Provided information:
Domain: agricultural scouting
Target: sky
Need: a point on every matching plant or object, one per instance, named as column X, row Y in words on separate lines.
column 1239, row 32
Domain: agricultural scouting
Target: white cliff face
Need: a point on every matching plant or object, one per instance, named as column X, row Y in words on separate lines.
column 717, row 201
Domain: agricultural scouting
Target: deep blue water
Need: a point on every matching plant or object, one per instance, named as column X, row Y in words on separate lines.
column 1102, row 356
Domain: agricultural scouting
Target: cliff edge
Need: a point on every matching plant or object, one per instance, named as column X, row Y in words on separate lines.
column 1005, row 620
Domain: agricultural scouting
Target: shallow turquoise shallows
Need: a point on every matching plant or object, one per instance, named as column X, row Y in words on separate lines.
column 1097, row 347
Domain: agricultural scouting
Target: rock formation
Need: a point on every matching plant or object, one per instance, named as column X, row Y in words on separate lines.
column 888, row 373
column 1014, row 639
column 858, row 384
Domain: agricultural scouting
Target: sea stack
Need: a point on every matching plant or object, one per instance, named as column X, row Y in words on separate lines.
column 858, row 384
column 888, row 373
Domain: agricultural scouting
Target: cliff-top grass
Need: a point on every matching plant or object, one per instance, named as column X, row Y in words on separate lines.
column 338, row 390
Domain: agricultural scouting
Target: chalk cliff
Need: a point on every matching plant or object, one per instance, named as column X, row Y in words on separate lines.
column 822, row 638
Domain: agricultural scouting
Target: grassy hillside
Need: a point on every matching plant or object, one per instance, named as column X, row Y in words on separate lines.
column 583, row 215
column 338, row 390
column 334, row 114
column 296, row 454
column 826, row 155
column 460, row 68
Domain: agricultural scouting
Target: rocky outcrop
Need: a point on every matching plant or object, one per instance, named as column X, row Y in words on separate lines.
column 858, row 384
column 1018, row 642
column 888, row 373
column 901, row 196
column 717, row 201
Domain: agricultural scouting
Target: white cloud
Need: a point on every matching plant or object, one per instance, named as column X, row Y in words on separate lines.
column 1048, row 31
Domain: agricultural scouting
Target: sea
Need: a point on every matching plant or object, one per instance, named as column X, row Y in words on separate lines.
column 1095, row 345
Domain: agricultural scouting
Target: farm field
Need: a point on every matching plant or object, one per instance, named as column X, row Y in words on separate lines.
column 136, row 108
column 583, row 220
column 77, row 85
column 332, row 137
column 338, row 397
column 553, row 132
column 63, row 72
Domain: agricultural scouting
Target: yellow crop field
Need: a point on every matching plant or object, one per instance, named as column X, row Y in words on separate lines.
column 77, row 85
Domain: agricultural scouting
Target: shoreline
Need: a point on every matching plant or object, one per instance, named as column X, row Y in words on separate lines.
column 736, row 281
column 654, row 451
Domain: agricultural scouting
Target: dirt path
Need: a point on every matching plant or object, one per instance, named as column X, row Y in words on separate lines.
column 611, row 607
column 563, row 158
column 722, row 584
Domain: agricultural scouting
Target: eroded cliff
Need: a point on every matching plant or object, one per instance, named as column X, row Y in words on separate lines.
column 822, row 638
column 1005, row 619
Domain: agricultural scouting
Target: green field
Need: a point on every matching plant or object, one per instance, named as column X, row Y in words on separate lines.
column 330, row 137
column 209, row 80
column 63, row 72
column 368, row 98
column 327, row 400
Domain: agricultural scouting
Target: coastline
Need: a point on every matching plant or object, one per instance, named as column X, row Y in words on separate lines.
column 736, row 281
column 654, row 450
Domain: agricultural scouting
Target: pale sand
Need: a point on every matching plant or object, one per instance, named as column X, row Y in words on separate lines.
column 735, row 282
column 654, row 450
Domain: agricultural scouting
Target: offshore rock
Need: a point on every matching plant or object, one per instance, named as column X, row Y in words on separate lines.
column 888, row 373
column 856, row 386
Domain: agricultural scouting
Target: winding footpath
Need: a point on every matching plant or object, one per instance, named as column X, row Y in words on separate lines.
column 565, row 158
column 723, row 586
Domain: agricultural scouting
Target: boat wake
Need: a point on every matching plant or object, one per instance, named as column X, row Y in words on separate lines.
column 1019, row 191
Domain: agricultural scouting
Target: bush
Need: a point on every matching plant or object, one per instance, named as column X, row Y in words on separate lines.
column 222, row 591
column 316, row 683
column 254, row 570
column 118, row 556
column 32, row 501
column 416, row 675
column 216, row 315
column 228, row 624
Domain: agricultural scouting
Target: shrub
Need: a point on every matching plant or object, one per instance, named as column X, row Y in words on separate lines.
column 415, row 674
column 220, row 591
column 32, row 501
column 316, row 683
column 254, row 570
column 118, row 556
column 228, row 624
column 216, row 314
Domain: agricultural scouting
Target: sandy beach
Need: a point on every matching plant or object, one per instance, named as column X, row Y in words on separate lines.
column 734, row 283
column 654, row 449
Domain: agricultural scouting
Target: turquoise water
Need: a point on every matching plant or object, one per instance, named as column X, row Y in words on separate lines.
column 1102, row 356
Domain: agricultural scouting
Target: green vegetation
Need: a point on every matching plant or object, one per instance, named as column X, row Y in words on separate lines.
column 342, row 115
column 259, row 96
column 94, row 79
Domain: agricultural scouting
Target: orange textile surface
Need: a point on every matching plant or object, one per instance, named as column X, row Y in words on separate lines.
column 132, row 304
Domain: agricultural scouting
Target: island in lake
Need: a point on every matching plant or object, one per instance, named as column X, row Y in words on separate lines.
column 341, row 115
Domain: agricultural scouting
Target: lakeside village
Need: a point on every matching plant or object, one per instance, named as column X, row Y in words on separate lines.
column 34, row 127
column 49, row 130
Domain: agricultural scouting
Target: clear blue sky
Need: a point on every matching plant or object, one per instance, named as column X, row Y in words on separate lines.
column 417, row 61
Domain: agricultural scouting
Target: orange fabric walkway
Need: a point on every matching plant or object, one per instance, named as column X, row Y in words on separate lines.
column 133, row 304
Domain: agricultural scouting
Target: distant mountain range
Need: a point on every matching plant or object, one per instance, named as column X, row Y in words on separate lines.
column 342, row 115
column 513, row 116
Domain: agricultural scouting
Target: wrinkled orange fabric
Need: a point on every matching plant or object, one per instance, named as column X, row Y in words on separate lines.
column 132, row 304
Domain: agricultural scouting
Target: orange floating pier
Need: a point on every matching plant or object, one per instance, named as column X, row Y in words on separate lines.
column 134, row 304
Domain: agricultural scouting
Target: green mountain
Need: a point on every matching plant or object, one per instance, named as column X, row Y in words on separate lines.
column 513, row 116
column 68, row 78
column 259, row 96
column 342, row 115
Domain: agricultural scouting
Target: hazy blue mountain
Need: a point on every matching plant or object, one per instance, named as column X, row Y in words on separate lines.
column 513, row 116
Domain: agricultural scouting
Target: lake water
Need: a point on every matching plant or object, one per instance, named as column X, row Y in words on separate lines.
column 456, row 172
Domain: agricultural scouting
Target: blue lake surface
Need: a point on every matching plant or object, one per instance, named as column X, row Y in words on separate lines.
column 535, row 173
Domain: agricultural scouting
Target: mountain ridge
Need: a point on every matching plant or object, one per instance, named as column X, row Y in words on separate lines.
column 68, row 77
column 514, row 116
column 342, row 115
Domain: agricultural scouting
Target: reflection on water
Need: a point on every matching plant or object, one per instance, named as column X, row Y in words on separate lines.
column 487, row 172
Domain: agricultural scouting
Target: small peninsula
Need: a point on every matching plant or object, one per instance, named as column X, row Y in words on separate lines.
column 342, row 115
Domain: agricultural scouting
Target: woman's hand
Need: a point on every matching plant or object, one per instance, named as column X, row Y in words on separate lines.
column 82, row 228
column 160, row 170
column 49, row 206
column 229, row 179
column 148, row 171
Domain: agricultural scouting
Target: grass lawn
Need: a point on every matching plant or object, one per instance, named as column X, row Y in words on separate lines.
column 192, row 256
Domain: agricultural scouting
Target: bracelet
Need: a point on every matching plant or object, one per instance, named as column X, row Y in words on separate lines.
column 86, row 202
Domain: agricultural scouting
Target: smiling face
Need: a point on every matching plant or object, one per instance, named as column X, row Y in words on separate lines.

Requirement:
The answer must hold only the lines from the first line of the data through the line bearing "Target: cliff-top grass", returned exactly.

Response box:
Domain: agricultural scouting
Target: sky
Need: a point on every matching plant or object, one per instance, named as column X, row Y in words on separate lines.
column 1239, row 32
Domain: agricultural scouting
Target: white cliff face
Need: a point on every matching plant or object, one per instance, named as column X, row Y in words on separate lines.
column 717, row 201
Domain: agricultural scouting
Target: deep blue water
Need: a point on every matching plant or object, one per instance, named as column X, row Y in words on separate lines.
column 1102, row 356
Domain: agricultural scouting
Target: cliff edge
Need: a point on every matching plant or object, one per instance, named as column X, row Y in words on separate lines.
column 1005, row 620
Domain: agricultural scouting
Target: shallow turquoise shallows
Need: a point on every matching plant or object, one per instance, named as column X, row Y in words on separate lines.
column 1097, row 347
Domain: agricultural scouting
Target: rock formation
Need: a point on every matching plant or object, one per instance, named as column X, row Y in words on separate lines.
column 888, row 373
column 1014, row 639
column 858, row 384
Domain: agricultural scouting
Target: sea stack
Need: a point on every matching plant or object, one per instance, named as column X, row Y in words on separate lines.
column 858, row 384
column 888, row 373
Domain: agricultural scouting
Target: cliff-top grass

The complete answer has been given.